• [QUÉ HACER]
Sigue escribiendo el texto sobre la Casa de las Américas durante la pandemia, justo después de su última oración.

• [TEXTO DADO]
————————

Entre los efectos negativos que ha sufrido la cultura a causa de la pandemia, hay que incluir la paralización brusca de los intercambios entre países en ese campo. La Casa ha mantenido eventos internacionales de mucho prestigio, como su Premio Literario, en primer lugar, además de los eventos organizados por las direcciones de Teatro, Música, Artes Plásticas, el Centro de Estudios del Caribe y los Programas de Estudios de la Mujer, de Culturas Originarias, de Afroamérica, y de Latinos en Estados Unidos. Hemos tenido que posponer muchos de estos encuentros y llevar adelante otros por la modalidad virtual.
En estos meses de pandemia, se han reforzado los vínculos de la Casa de las Américas a través de las redes con CLACSO, con la Fundación Rosa Luxemburgo, con el Ministerio de Cultura de la República Argentina, con las Fundaciones Mario Benedetti y León Ferrari, entre otras muchas instituciones de promoción cultural. Hemos presentado juntos revistas y libros digitales y exposiciones virtuales; y hemos organizado discusiones, encuentros, reuniones. Especialistas de la Casa han intervenido en paneles internacionales virtuales, como portadores de la vocación latinoamericanista y caribeña que ha caracterizado a nuestra labor y del generoso concepto martiano de Nuestra América. Somos todos parte de una misma familia espiritual y compartimos cultura, tradiciones, historia y enemigos.

————————

• [DATOS ENTREGADOS]
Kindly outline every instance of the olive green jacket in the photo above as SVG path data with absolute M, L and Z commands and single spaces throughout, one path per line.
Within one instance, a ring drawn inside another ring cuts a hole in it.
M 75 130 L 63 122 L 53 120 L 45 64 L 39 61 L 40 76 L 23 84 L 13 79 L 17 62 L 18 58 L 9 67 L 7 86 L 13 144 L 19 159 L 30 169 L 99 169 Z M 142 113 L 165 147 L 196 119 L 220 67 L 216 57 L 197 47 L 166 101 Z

————————

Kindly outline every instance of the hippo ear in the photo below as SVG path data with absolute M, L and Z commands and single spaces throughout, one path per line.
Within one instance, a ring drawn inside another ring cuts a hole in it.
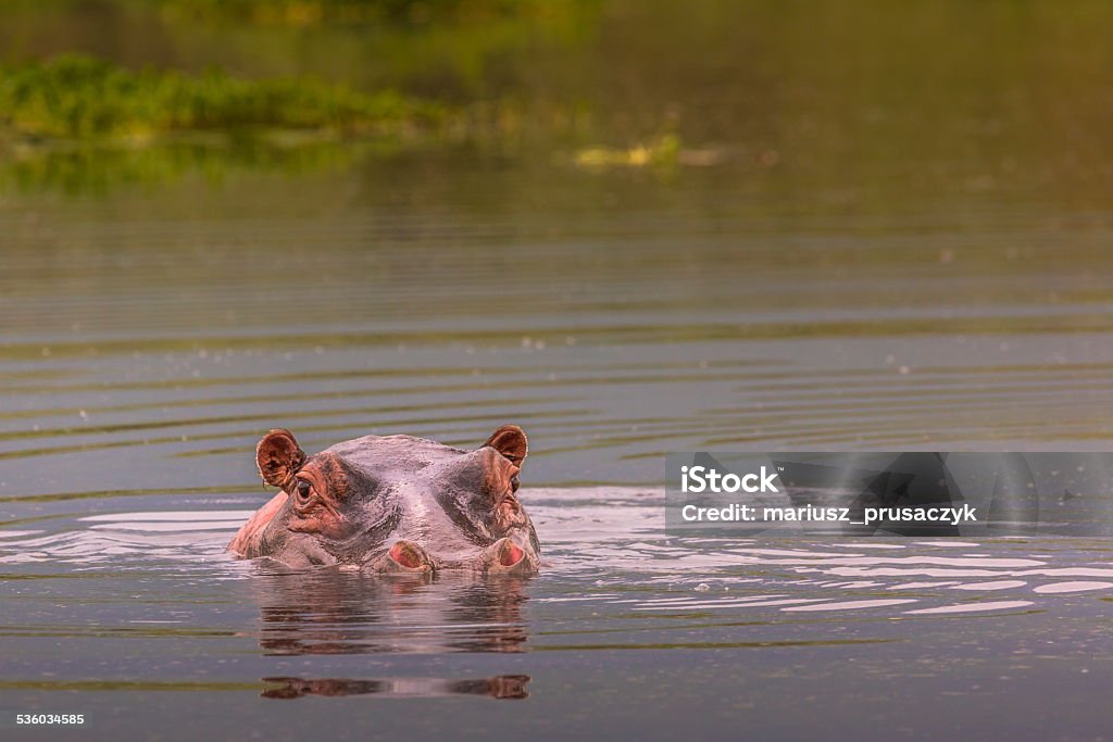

————————

• [TU RESPUESTA]
Estamos convencidos de que la única salvación para nuestros pueblos, en ese mundo postpandémico que soñamos, está en la unidad. Los que quieren dominarnos aspiran a mantenernos divididos. Nuestra respuesta, más allá de cualquier coyuntura y del signo de uno u otro gobierno, debe ser continuar trabajando por establecer lazos de comunicación y acercamiento. Los vínculos culturales entre nosotros han demostrado la fuerza de sus raíces y su capacidad de resistencia.